=== Consigne ===
D'après le texte sur Cajamarca, en quelle année fut élevée la fontaine coloniale au centre de la plaza de Armas ?

=== Texte à lire ===
----------------
Guide du Pérou

CAJAMARCA

50 000 h. - Alt. 2750 m - 857 km au nord-est de Lima - 301 km de Trujillo

Sertie dans un écrin de montagnes, Cajamarca est considérée comme l’une des plus belles cités coloniales du Pérou. Indiens chamarrés et citadins affairés se croisent sur la plaza de Armas où plane encore le tumulte assourdi de la chute de l’empire inca. Ramassé tout autour, le petit centre historique et ses joyaux architecturaux appellent à la promenade loin des grands flux touristiques. Cité prospère grâce à son riche bassin minier, la ville bénéficie de sa situation au coeur d’une région tranquille et florissante : sa vaste et verdoyante vallée est un des bassins agricoles les plus fertiles des Andes du Nord du Pérou.

Cajamarca monumental


Façades de l'église San Francisco et de l'église de Belén (photo D. Diguay)

Autour de la Plaza de Armas
La ville est organisée selon un plan orthogonal autour de la plaza de Armas, où fut autrefois exécuté l’Inca Atahualpa, et aujourd’hui centre animé d’une vie très provinciale. Il faut prendre le temps de s’asseoir sur un banc, au milieu du jardin agrémenté d’arbustes taillés selon l’humeur et la fantaisie du jardinier, de contempler les vieilles demeures à balcons de bois qui bordent la place, d’observer le va-et-vient des paysans qui se rendent au marché, d’admirer le ciel immense au-dessus des montagnes pour comprendre et partager le tranquille bonheur de Cajamarca…
La fontaine coloniale qui orne le centre de la place fut élevée en 1562. Commencée à la fin du 17e s. dans le style plateresque, la cathédrale est célèbre pour sa magnifique façade de style baroque, l’une des plus richement sculptées du Pérou, où abondent les corniches, les colonnes ciselées de grappes entrelacées de feuilles de vigne, et une multitude d'autres sujets. Les deux tours qui l'encadrent ne furent jamais achevées, d'où une impression de manque de hauteur et d'envolée à l'ensemble. L'intérieur, assez froid, renferme un maître-autel en bois sculpté, recouvert d'or, de style roccoco. À côté de la cathédrale, la chapelle du Sagrario (1685) renferme de beaux retables en bois sculpté.
----------------
=== Liste des entrées ===

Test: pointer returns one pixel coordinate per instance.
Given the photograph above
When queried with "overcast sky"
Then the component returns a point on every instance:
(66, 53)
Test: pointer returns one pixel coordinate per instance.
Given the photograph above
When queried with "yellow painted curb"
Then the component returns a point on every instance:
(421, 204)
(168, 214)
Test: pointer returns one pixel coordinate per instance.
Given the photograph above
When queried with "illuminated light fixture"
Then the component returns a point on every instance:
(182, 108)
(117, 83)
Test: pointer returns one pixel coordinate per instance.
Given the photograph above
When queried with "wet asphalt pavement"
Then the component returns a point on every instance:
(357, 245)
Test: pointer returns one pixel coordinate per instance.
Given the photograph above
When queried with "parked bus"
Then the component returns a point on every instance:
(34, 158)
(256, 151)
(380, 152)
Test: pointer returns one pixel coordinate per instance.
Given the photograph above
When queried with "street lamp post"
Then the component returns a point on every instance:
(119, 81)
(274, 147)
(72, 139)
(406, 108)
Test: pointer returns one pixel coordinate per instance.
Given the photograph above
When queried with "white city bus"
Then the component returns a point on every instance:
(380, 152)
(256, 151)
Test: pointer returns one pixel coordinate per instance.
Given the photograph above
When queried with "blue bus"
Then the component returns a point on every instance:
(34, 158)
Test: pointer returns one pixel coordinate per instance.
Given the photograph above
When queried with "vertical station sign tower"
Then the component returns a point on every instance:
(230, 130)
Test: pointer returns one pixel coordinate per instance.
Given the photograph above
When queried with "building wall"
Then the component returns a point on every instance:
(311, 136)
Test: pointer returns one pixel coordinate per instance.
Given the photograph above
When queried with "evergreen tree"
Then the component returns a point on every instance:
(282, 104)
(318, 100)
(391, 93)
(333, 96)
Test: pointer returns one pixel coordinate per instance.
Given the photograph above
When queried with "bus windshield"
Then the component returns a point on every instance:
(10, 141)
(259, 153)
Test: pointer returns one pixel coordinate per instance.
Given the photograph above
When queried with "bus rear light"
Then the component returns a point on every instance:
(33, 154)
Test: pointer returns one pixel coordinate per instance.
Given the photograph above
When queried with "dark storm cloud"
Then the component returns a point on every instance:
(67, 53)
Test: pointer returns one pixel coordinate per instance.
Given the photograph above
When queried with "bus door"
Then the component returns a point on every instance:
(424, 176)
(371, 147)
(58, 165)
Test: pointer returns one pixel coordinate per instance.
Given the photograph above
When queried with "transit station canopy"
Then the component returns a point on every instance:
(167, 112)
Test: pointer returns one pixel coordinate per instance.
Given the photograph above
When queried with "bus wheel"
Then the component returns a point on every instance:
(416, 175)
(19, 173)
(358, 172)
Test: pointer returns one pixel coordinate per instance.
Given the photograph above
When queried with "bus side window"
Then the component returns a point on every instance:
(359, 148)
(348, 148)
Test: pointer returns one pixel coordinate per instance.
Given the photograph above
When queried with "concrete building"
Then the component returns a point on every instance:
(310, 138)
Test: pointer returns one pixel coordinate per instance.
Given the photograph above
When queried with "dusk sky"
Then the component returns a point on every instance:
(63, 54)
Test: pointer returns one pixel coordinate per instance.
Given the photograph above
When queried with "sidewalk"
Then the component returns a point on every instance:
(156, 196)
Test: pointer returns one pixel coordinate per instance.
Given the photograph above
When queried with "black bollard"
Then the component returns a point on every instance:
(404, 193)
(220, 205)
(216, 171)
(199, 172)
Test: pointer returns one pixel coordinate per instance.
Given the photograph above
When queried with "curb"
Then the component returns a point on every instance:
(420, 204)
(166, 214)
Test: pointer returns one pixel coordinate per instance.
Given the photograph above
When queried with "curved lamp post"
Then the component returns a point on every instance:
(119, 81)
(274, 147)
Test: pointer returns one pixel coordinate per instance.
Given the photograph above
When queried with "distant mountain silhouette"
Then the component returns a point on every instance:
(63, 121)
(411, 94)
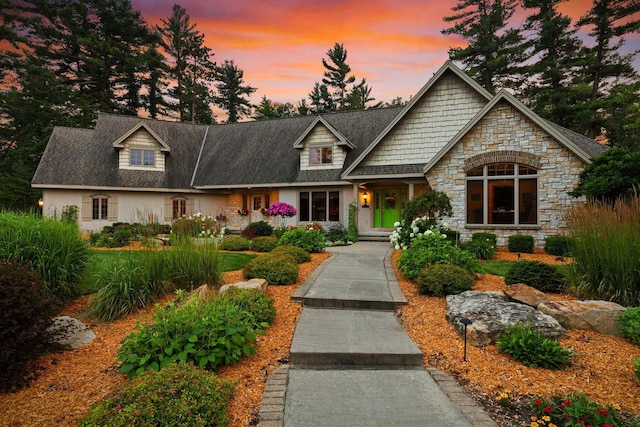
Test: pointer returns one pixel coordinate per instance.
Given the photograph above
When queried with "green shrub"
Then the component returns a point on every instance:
(521, 243)
(276, 270)
(257, 229)
(558, 245)
(253, 301)
(54, 249)
(531, 348)
(309, 240)
(296, 252)
(629, 322)
(443, 279)
(190, 330)
(544, 277)
(235, 243)
(429, 249)
(25, 307)
(264, 244)
(178, 395)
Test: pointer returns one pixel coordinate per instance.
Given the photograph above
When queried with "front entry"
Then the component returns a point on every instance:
(388, 206)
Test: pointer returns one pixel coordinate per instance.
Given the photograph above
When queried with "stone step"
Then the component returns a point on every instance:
(327, 337)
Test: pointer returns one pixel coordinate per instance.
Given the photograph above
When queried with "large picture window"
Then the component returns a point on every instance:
(319, 206)
(502, 193)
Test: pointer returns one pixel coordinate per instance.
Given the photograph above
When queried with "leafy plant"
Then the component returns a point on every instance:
(263, 244)
(521, 243)
(558, 245)
(429, 249)
(543, 277)
(235, 243)
(178, 395)
(444, 279)
(297, 253)
(25, 309)
(629, 322)
(309, 240)
(275, 269)
(194, 330)
(531, 348)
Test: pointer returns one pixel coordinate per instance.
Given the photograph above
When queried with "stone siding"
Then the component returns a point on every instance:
(507, 131)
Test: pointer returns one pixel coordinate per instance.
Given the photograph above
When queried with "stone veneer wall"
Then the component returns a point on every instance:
(506, 129)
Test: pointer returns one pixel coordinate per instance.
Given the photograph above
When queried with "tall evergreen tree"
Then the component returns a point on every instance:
(494, 51)
(232, 91)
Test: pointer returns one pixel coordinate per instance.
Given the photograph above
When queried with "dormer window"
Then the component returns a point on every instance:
----------------
=== Solution ci-dessous ===
En 1562.